* _Article_
* * * * * * *

- Venue: Sportcentrum Račice
- Location: Račice, Czech Republic
- Dates: 27 August
- Competitors: 36 from 9 nations
- Winning time: 3:14.893

Medalists
| gold medal | Sebastian Brendel Stefan Kiraj Jan Vandrey Conrad Scheibner | Germany |
| silver medal | Piotr Kuleta Marcin Grzybowski Tomasz Barniak Wiktor Głazunow | Poland |
| bronze medal | Denys Kamerylov Vitaliy Vergeles Eduard Shemetylo Denys Kovalenko | Ukraine |

= 2017 ICF Canoe Sprint World Championships – Men's C-4 1000 metres =

The men's C-4 1000 metres competition at the 2017 ICF Canoe Sprint World Championships in Račice took place at the Sportcentrum Račice.

==Schedule==
The schedule was as follows:

| Date | Time | Round |
|---|---|---|
| Sunday 27 August 2017 | 10:09 | Final |

All times are Central European Summer Time (UTC+2)

==Results==
With fewer than ten boats entered, this event was held as a direct final.

* * * * * * *

* _Short exercise 1_
Summarize the article on the men's C-4 1000 metres event in two sentences.

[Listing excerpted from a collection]

* * * * * * *

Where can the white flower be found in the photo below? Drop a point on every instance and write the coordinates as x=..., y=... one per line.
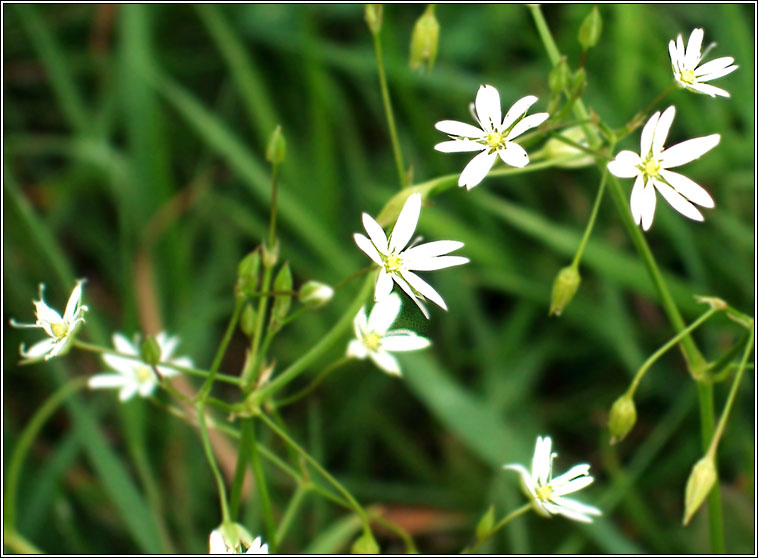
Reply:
x=218, y=544
x=60, y=330
x=132, y=375
x=547, y=494
x=651, y=166
x=374, y=340
x=397, y=263
x=684, y=64
x=493, y=137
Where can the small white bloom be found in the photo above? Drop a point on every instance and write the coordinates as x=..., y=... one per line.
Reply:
x=132, y=375
x=493, y=137
x=373, y=338
x=397, y=262
x=219, y=544
x=650, y=168
x=61, y=330
x=546, y=493
x=684, y=64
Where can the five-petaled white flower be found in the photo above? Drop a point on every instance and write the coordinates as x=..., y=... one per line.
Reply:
x=651, y=166
x=397, y=262
x=132, y=375
x=684, y=64
x=218, y=544
x=373, y=338
x=493, y=137
x=546, y=493
x=60, y=329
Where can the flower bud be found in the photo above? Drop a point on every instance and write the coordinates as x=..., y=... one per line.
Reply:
x=247, y=275
x=366, y=544
x=486, y=523
x=424, y=39
x=701, y=481
x=589, y=31
x=622, y=418
x=150, y=351
x=315, y=294
x=277, y=147
x=564, y=287
x=373, y=15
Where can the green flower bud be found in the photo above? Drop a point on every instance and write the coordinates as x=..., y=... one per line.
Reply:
x=315, y=294
x=486, y=523
x=701, y=481
x=277, y=147
x=564, y=287
x=589, y=31
x=558, y=79
x=366, y=544
x=247, y=275
x=150, y=351
x=424, y=39
x=373, y=15
x=622, y=418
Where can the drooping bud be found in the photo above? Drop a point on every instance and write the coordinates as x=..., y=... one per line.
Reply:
x=424, y=40
x=622, y=417
x=150, y=351
x=590, y=30
x=277, y=147
x=564, y=287
x=315, y=294
x=699, y=485
x=373, y=15
x=247, y=275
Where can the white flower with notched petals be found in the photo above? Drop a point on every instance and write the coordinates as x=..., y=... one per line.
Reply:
x=374, y=339
x=684, y=64
x=650, y=168
x=132, y=375
x=397, y=262
x=61, y=330
x=546, y=493
x=493, y=137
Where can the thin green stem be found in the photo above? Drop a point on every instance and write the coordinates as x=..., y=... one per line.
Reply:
x=388, y=111
x=503, y=522
x=25, y=441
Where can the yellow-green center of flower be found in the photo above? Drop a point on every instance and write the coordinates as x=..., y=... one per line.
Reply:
x=544, y=492
x=392, y=263
x=144, y=373
x=494, y=139
x=372, y=340
x=687, y=76
x=59, y=330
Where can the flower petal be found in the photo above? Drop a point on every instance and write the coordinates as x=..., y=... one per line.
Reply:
x=518, y=109
x=406, y=223
x=459, y=129
x=689, y=150
x=488, y=107
x=477, y=169
x=688, y=188
x=625, y=164
x=514, y=155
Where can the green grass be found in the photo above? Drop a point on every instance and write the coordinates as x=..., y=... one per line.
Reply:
x=134, y=156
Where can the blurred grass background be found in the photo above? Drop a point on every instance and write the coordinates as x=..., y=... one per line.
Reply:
x=133, y=156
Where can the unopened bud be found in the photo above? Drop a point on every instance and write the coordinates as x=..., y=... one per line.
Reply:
x=424, y=39
x=589, y=31
x=373, y=15
x=699, y=485
x=622, y=418
x=277, y=147
x=315, y=294
x=564, y=287
x=150, y=351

* * * * * * *

* _Short exercise 2_
In the listing, update the stretch from the line containing "Where can the blurred" through the line containing "x=133, y=156" by replacing "Drop a point" with "Place a point", and return only those lines.

* _Written response 1_
The men's C-4 1000 metres competition at the 2017 ICF Canoe Sprint World Championships took place at the Sportcentrum Račice in Račice, Czech Republic, on 27 August 2017, with 36 competitors from 9 nations. With fewer than ten boats entered, it was held as a direct final, which Germany won in 3:14.893 ahead of Poland and Ukraine.

* _Written response 2_
Where can the blurred grass background be found in the photo above? Place a point on every instance and write the coordinates as x=..., y=... one per line.
Reply:
x=133, y=156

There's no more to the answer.